» **Aufgabenstellung**
Schreib alle folgenden Einträge Zeile für Zeile unverändert ab.

» **Daten der Übung**

··········

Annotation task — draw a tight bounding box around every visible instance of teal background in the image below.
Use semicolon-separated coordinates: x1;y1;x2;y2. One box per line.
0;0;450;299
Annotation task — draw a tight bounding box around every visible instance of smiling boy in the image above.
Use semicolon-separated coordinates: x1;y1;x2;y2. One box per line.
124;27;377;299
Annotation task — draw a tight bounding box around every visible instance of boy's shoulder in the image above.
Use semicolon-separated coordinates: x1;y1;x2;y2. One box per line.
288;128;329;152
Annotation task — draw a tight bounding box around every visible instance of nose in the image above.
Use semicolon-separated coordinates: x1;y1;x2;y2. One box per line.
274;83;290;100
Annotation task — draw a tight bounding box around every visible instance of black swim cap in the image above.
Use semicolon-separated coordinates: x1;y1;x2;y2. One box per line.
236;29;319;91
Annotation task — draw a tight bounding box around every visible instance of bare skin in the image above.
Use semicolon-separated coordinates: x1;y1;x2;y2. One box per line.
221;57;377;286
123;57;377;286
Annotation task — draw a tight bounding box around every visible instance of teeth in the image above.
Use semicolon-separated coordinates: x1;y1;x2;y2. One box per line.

··········

» **Lösung**
Annotation task — draw a tight bounding box around every visible instance of teal background in the image below.
Use semicolon-separated coordinates: x1;y1;x2;y2. One box per line.
0;0;450;299
Annotation task — draw a tight bounding box around every visible instance of smiling boy in the image above.
Use semicolon-separated coordinates: x1;y1;x2;y2. One box per line.
124;27;377;299
Annotation task — draw a tight bounding box around every visible instance of boy's shoulder in the image above.
Use semicolon-separated coordinates: x1;y1;x2;y2. One box per line.
288;128;329;152
Annotation task — draw a tight bounding box around every visible instance of nose in the image above.
Use semicolon-separated coordinates: x1;y1;x2;y2. One box per line.
274;83;290;100
Annotation task — draw a tight bounding box around every visible instance of black swim cap in the image above.
Use semicolon-separated coordinates: x1;y1;x2;y2. One box per line.
236;29;319;91
Annotation task — draw a tight bounding box around every visible instance of bare skin in the image above.
Use semicolon-separated coordinates: x1;y1;x2;y2. One box per line.
221;57;377;286
123;57;377;286
Annotation task — draw a tight bounding box around every visible instance of teeth in the image above.
Use semicolon-separated coordinates: x1;y1;x2;y2. One box per line.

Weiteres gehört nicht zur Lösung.